What this task involves →
Transcribe the records from the line containing "Target: eyeglasses" onward, up to and including the final line, exactly and without anything else.

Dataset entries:
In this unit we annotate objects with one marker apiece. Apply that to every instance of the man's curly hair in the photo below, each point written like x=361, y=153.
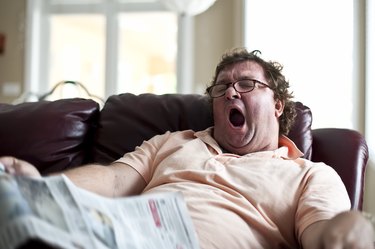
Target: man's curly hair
x=274, y=78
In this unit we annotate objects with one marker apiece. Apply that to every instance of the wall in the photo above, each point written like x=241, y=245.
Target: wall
x=216, y=31
x=12, y=18
x=213, y=35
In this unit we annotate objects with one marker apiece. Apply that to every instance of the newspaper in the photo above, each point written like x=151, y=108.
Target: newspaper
x=55, y=211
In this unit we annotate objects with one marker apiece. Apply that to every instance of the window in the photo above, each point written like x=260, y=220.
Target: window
x=109, y=46
x=313, y=40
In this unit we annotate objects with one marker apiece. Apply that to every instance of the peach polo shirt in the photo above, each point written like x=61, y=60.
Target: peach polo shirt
x=260, y=200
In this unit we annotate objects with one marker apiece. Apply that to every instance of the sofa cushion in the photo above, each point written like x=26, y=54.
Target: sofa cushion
x=51, y=135
x=127, y=120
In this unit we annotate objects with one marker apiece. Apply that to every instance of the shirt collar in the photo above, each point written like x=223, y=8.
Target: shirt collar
x=287, y=148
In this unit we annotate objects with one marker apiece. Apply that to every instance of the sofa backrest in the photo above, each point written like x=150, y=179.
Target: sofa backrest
x=53, y=136
x=127, y=120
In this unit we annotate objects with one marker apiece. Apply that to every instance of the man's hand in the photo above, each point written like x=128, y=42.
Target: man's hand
x=16, y=166
x=346, y=230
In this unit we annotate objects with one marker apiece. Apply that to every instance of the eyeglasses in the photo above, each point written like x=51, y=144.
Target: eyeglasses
x=241, y=86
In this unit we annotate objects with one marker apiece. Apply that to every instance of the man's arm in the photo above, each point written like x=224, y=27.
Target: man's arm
x=346, y=230
x=115, y=180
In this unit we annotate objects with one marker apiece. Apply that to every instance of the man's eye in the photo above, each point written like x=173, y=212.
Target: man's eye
x=220, y=87
x=245, y=84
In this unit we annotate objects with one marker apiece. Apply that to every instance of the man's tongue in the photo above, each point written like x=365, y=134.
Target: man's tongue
x=236, y=118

Exercise response →
Target: eyeglasses
x=241, y=86
In this unit we annotate objects with one marker apiece. Apply that to every instance of the man's arm in the photo above, each point written like x=224, y=27.
Target: man's arm
x=346, y=230
x=115, y=180
In this unit we annotate objects with one marker apiece. Apply that to every instance of the man's eye in the photo above, each point written like x=173, y=212.
Target: man's eye
x=220, y=87
x=245, y=84
In this unit we annotate objects with one marker apiece. Apply that to every instance of the man's tongue in the photo above, each point written like x=365, y=134.
Target: man's tongue
x=236, y=118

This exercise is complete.